===== FRAGMENTO MOSTRADO

Un nuevo día. Estamos llegando a la isla que tanto nos impresionó unos días atrás4. Al rato, aparecemos navegando en un pequeño bote con motor. Estamos los dos solos, y Nacho lo conduce. El mar está movido. Cuando pasa un barco cerca, nos genera olas aún más grandes. Y hay muchos barcos ese día. Los acantilados, vistos desde abajo y tan cerca, me resultan enormes. Frenamos un rato y me tiro a nadar. Llego hasta unas pequeñas cuevas formadas naturalmente en el acantilado, y me quedo ahí adentro por un rato. Cuando queremos continuar viaje, para terminar la vuelta a la isla, nos damos cuenta que el ancla se había atorado. Desde la superficie, usando la máscara, miro hacia el fondo del mar. El agua es tan transparente que me permite ver con total claridad las dos piedras que la retienen. Encendemos el motor, y nos movemos en la dirección contraria a las piedras. Logramos levantarla.

Es de noche y Nacho cocina unas pastas. Cenamos en el balcón. Coincidimos en que la comida en aquel país es riquísima, principalmente por su materia prima de calidad. La pasta. El tomate. La mozzarella. El aceite de oliva. Diferente a la pasta, el tomate, la mozzarella y el aceite que conocíamos.

Otra vez sale el sol detrás de la montaña. Bajamos caminando hasta la costa, como en los días anteriores. Tomamos un colectivo que nos lleva a conocer otra ciudad. La ruta va bordeando las montañas, cruzando puentes, pasando por distintos pueblos. El conductor va haciendo sonar la bocina en las curvas angostas, para alertar a los autos y motos que puedan venir en la dirección contraria. Todavía es temprano. El sol está bajo y se refleja en el mar.

==========

OBJETIVO PLANTEADO: Copia el fragmento completo sobre el viaje a la isla, sin cambiar ni una palabra. Las entradas no hacen falta para esto.

===== DATOS PROPORCIONADOS

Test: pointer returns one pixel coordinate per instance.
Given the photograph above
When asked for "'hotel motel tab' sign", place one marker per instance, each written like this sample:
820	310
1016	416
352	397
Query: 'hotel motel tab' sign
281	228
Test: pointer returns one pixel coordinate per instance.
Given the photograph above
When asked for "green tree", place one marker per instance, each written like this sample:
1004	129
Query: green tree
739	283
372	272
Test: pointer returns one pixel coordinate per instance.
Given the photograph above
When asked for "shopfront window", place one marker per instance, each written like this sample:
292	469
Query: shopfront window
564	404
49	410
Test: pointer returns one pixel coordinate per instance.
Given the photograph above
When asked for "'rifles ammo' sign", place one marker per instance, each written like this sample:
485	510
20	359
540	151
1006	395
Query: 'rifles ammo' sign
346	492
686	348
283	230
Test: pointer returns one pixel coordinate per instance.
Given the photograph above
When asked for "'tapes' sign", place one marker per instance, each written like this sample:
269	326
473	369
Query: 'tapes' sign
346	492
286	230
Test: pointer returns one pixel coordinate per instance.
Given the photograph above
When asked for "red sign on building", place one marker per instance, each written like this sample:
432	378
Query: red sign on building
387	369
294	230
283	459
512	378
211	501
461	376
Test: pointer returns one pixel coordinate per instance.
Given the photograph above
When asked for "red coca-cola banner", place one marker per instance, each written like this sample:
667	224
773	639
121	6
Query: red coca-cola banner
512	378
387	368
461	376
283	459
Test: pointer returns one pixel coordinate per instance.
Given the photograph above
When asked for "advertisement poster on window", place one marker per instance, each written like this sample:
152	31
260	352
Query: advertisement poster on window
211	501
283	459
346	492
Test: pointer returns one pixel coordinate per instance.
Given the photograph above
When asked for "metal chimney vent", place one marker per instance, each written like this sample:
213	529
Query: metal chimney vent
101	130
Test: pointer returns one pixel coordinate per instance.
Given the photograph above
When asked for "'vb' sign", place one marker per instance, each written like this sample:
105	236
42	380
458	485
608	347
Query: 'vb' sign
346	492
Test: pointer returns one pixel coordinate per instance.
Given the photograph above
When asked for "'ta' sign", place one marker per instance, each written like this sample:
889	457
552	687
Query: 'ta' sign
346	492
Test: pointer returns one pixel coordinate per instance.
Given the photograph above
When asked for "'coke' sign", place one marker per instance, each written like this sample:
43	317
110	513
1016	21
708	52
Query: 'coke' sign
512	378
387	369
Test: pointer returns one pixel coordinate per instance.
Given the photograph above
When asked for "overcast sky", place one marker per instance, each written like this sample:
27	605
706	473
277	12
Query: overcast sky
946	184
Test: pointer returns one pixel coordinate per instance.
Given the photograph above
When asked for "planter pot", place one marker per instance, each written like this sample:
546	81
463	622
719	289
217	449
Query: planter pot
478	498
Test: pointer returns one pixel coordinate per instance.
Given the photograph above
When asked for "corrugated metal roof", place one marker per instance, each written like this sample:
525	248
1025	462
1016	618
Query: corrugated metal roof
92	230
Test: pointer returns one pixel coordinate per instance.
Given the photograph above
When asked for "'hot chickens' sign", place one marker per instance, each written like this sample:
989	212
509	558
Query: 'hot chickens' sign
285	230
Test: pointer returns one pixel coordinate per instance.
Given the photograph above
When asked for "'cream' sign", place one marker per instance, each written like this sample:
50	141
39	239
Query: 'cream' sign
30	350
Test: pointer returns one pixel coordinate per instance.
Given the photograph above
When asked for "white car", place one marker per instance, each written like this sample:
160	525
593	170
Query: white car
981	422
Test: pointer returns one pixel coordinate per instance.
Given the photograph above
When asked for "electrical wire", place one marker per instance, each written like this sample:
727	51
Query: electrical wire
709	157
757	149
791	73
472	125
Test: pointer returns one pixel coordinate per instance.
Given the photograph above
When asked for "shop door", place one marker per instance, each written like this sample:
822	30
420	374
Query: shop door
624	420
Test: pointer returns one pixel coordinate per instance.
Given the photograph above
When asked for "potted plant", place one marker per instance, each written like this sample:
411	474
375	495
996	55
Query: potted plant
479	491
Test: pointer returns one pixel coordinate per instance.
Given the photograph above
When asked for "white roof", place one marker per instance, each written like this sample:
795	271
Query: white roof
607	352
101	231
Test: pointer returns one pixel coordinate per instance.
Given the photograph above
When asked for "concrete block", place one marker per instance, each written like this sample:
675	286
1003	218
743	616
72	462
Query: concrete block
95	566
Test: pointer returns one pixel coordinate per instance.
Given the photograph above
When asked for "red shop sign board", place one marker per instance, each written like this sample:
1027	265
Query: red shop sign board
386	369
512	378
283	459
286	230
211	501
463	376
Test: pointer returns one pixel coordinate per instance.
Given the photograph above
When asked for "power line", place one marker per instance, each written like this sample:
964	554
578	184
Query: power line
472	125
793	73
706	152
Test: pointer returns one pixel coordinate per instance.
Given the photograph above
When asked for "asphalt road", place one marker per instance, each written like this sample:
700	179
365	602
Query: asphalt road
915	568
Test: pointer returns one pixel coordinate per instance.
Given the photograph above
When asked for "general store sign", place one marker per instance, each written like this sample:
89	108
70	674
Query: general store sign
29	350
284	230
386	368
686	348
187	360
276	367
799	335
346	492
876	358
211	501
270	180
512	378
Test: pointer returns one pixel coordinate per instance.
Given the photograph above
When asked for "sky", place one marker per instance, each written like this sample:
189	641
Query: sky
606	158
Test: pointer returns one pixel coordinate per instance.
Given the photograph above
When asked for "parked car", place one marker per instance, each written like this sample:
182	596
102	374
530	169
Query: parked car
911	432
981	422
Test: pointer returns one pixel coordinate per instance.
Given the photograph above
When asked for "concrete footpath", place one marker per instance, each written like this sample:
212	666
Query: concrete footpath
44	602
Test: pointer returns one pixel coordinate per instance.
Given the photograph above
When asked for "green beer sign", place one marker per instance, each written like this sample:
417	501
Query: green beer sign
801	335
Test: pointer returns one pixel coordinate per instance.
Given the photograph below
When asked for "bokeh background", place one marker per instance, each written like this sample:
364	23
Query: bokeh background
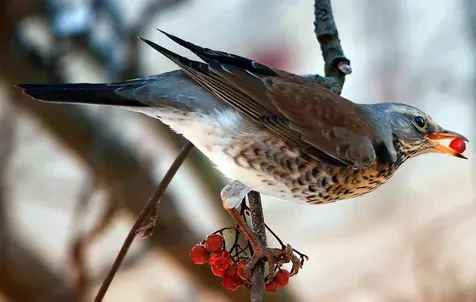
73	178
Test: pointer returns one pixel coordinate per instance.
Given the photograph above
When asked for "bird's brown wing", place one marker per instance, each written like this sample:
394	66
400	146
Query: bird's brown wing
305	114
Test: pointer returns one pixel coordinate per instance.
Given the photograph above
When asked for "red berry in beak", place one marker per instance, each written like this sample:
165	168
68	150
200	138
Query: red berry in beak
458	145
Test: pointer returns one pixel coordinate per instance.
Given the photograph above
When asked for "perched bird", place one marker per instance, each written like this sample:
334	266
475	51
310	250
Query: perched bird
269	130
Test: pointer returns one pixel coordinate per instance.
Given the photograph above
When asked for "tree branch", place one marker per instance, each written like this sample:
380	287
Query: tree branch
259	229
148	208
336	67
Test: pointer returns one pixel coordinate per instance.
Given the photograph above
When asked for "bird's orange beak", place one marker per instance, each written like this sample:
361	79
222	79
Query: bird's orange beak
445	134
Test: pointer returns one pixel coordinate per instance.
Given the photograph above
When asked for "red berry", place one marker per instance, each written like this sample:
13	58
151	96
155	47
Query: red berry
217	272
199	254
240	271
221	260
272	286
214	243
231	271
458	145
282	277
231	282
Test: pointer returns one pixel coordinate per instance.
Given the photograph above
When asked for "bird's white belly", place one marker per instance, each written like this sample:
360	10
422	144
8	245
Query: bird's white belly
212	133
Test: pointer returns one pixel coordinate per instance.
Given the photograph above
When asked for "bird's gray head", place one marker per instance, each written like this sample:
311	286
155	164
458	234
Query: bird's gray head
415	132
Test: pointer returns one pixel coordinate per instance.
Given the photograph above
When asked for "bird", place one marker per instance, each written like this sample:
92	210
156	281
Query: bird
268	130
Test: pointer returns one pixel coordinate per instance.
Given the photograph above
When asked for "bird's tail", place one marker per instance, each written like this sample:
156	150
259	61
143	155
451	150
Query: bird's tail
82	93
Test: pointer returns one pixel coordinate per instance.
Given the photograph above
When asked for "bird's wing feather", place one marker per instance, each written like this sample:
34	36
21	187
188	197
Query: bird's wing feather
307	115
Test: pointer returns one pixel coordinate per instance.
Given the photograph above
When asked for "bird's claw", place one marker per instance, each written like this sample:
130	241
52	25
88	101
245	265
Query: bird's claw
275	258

==========

RESPUESTA:
Un nuevo día. Estamos llegando a la isla que tanto nos impresionó unos días atrás4. Al rato, aparecemos navegando en un pequeño bote con motor. Estamos los dos solos, y Nacho lo conduce. El mar está movido. Cuando pasa un barco cerca, nos genera olas aún más grandes. Y hay muchos barcos ese día. Los acantilados, vistos desde abajo y tan cerca, me resultan enormes. Frenamos un rato y me tiro a nadar. Llego hasta unas pequeñas cuevas formadas naturalmente en el acantilado, y me quedo ahí adentro por un rato. Cuando queremos continuar viaje, para terminar la vuelta a la isla, nos damos cuenta que el ancla se había atorado. Desde la superficie, usando la máscara, miro hacia el fondo del mar. El agua es tan transparente que me permite ver con total claridad las dos piedras que la retienen. Encendemos el motor, y nos movemos en la dirección contraria a las piedras. Logramos levantarla.

Es de noche y Nacho cocina unas pastas. Cenamos en el balcón. Coincidimos en que la comida en aquel país es riquísima, principalmente por su materia prima de calidad. La pasta. El tomate. La mozzarella. El aceite de oliva. Diferente a la pasta, el tomate, la mozzarella y el aceite que conocíamos.

Otra vez sale el sol detrás de la montaña. Bajamos caminando hasta la costa, como en los días anteriores. Tomamos un colectivo que nos lleva a conocer otra ciudad. La ruta va bordeando las montañas, cruzando puentes, pasando por distintos pueblos. El conductor va haciendo sonar la bocina en las curvas angostas, para alertar a los autos y motos que puedan venir en la dirección contraria. Todavía es temprano. El sol está bajo y se refleja en el mar.